* start Extracted data *

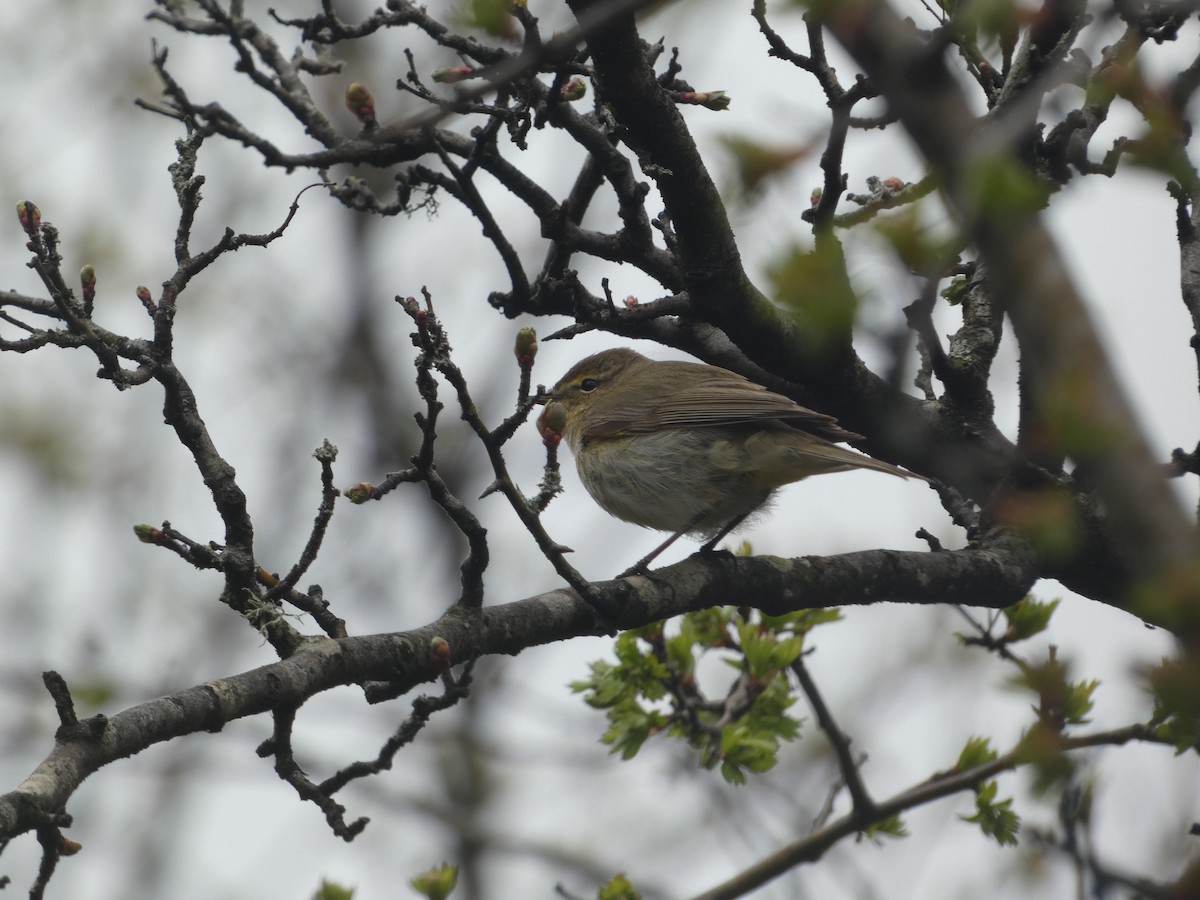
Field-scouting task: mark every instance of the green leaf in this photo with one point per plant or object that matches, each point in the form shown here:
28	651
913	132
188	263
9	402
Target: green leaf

* end Extracted data *

Given exercise: Copy out all of the material above line for line, leaving out the picture.

Answer in full:
Field-scouting task: mark every instance of the green leaf in this photo with one point per plant or object that matches, each point in the form shown here:
28	651
913	132
188	263
9	402
Target: green leaf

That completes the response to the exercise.